Prompt 1: Locate every line in the records that contains the string "road", and copy each of those lines. Case counts.

Article:
Got writer’s block? →
Read some good writing.
Read some bad writing.
Re-read some of your own writing – not to pat you (myself) on the back . . . not that there’s anything wrong with that (patting oneself on the back).
Also, not everything needs to be so economical. As you write, let yourself wander. See where you end up.
This may be the key (or part of the key) to writing longer stories. → this is something I struggle with. For this struggle, I blame word count and the role it played in the grading of my work. For example, -10pts for not meeting the word count of an argumentative essay prompt an 8th grade English teacher decided upon . . . or some such bullshit.
I. How to Save Humanity from Itself:
We Talking About Destroying the World to Save Humanity
With all Gay’s talk of elders and oldheads and stealing away and stealing a way, I thought of how being Black is so familiar to me. Every image he brought into the frame of his poem – within the larger (or smaller?) frame of his analysis on Dr. J’s impossible leap – was distinctly Black and familiar.

Task input:

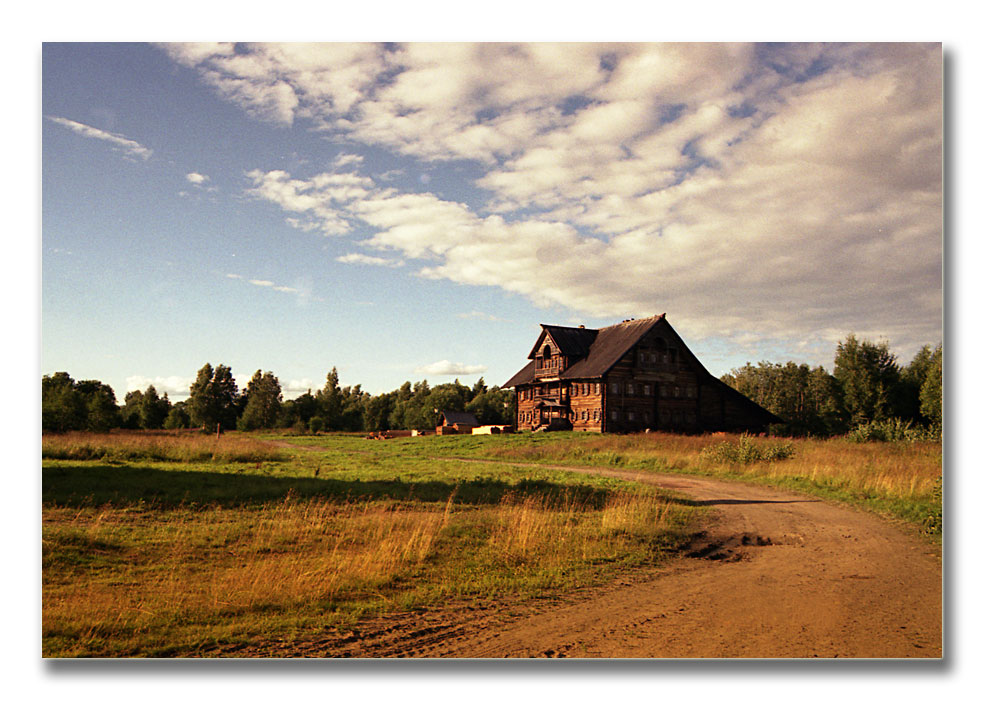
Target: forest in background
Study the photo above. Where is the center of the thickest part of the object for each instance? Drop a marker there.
(869, 396)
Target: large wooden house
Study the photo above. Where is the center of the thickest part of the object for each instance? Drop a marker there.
(632, 376)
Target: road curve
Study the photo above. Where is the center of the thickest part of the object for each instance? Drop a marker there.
(775, 575)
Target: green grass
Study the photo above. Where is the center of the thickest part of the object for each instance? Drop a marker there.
(164, 558)
(901, 480)
(157, 552)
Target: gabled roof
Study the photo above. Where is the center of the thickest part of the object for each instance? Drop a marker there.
(610, 345)
(604, 349)
(525, 375)
(573, 342)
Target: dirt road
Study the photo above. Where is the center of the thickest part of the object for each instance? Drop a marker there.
(775, 574)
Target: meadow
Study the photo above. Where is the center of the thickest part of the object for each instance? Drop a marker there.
(191, 545)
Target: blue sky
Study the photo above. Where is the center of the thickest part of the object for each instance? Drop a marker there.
(409, 212)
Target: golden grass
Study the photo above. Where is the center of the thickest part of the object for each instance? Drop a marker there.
(125, 582)
(901, 470)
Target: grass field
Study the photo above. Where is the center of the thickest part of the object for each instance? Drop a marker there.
(188, 545)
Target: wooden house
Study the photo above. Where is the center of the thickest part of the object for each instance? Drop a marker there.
(632, 376)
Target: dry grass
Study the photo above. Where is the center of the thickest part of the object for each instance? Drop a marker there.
(897, 471)
(126, 582)
(163, 446)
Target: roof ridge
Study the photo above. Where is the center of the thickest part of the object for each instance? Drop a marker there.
(655, 317)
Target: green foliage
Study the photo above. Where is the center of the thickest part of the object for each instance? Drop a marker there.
(263, 402)
(747, 451)
(890, 430)
(212, 400)
(932, 390)
(808, 400)
(86, 405)
(177, 417)
(869, 377)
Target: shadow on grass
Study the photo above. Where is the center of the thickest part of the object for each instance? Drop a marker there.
(99, 484)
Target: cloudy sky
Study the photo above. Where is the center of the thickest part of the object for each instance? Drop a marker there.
(409, 212)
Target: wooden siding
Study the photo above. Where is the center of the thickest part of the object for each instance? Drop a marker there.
(652, 381)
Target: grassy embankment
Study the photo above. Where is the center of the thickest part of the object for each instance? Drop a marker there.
(190, 545)
(901, 480)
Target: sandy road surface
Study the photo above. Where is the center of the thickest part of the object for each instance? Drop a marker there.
(776, 574)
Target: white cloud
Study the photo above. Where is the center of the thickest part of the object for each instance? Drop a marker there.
(445, 367)
(129, 147)
(792, 190)
(361, 259)
(173, 385)
(481, 316)
(347, 159)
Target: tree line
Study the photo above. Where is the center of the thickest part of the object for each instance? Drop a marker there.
(216, 403)
(869, 391)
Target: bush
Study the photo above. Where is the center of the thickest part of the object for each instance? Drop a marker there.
(892, 430)
(747, 451)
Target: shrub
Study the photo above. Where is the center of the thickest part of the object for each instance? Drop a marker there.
(747, 451)
(892, 430)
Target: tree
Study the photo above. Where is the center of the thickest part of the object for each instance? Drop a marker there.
(153, 409)
(263, 402)
(932, 389)
(177, 417)
(62, 409)
(493, 406)
(869, 377)
(807, 400)
(911, 381)
(86, 405)
(212, 398)
(130, 412)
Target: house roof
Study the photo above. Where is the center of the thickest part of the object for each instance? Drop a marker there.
(599, 349)
(459, 417)
(525, 375)
(610, 344)
(574, 342)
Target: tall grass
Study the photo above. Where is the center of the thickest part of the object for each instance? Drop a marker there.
(160, 446)
(895, 478)
(131, 582)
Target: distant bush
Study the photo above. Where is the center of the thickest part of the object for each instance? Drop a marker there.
(747, 451)
(892, 430)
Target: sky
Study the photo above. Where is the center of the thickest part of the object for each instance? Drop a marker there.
(414, 211)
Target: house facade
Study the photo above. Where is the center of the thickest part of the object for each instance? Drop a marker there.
(628, 377)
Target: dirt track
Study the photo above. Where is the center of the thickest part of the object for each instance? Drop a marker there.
(775, 574)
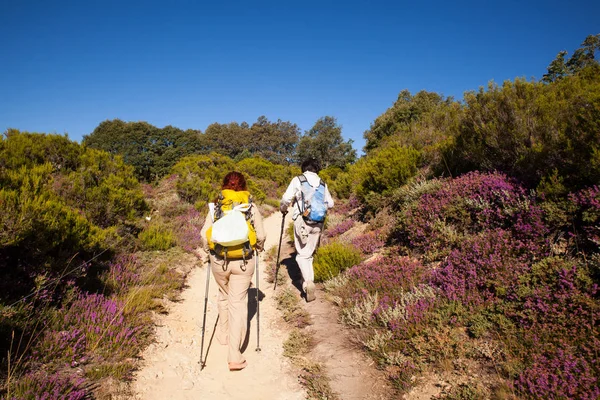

Prompt 2: Decide whether each statement below agrees with the post on writer's block, answering yes or no and quoting the words of the post that decide it. (a) The writer blames word count for a struggle with writing longer stories. (b) The post holds that everything in writing should be economical. (c) The teacher who set the word count taught 10th grade English.

Solution 1:
Target: road curve
Target: dirt road
Target: sandy road surface

Solution 2:
(a) Yes: "For this struggle, I blame word count and the role it played in the grading of my work."
(b) No: "Also, not everything needs to be so economical."
(c) No: "an 8th grade English teacher decided upon"